▸ **DATASET EXCERPTS**
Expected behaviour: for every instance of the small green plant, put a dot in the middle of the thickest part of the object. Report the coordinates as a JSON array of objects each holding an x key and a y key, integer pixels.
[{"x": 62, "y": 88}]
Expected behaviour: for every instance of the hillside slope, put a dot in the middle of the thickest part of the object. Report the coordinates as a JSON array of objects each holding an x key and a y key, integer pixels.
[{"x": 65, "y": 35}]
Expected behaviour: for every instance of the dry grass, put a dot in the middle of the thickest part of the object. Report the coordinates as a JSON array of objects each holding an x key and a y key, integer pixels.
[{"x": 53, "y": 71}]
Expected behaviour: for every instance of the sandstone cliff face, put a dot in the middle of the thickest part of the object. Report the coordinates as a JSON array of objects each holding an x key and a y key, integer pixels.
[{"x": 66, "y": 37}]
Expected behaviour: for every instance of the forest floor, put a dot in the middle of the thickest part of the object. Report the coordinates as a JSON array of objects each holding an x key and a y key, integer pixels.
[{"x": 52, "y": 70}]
* * *
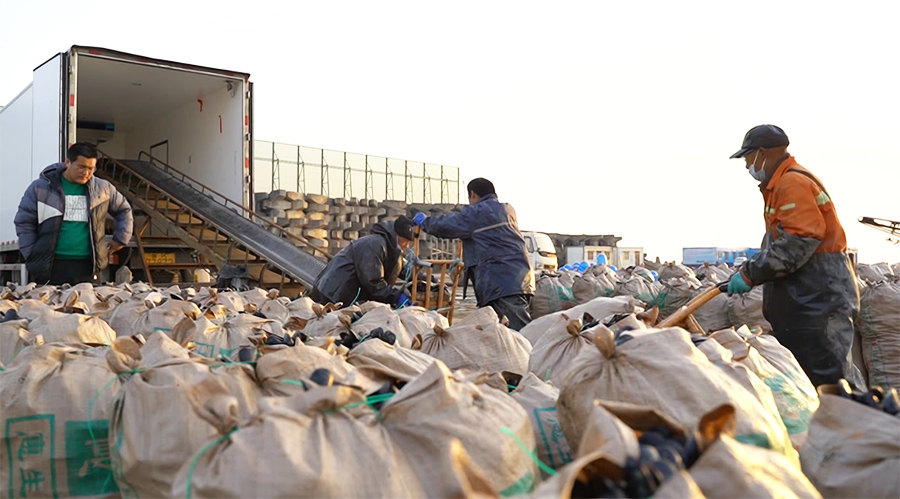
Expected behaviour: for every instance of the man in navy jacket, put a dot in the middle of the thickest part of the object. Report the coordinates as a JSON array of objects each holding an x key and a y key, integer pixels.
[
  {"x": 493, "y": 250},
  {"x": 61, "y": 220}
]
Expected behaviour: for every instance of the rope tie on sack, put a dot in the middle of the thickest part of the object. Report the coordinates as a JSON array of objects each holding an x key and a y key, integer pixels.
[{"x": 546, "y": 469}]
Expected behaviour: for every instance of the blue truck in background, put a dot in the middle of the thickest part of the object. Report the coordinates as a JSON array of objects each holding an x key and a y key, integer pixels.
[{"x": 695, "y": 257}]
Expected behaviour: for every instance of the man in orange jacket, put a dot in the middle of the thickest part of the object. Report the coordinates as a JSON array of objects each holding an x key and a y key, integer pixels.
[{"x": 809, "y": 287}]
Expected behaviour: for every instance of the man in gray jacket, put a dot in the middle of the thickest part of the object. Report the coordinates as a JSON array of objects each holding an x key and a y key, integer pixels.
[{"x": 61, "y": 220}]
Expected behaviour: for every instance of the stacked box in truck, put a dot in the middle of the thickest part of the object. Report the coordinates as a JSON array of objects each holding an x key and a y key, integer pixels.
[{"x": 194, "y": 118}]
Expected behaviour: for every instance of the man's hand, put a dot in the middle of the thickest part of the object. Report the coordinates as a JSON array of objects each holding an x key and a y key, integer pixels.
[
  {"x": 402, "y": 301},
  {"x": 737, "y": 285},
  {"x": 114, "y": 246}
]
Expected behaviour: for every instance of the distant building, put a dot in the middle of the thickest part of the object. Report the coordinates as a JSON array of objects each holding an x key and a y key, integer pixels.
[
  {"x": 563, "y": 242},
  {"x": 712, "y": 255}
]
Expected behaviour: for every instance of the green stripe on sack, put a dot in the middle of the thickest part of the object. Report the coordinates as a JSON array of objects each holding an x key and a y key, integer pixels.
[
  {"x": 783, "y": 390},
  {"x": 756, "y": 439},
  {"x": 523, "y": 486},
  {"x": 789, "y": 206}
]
...
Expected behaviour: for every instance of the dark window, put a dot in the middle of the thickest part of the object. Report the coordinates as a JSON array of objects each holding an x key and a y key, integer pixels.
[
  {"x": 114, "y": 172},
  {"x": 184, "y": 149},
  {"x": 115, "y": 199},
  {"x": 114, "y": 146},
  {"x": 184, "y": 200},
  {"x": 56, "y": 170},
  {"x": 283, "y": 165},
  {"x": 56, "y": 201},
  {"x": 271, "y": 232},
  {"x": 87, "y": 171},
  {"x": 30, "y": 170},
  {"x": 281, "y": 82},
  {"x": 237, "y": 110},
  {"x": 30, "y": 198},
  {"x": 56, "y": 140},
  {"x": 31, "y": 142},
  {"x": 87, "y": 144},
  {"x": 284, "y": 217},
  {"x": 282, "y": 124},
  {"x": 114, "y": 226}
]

▸ **WHAT YOU WILL DO**
Please tally the lines in the rows above that contain the word "truck". Give only the number.

▸ **SOLUTION TO THIS PROBLEM**
2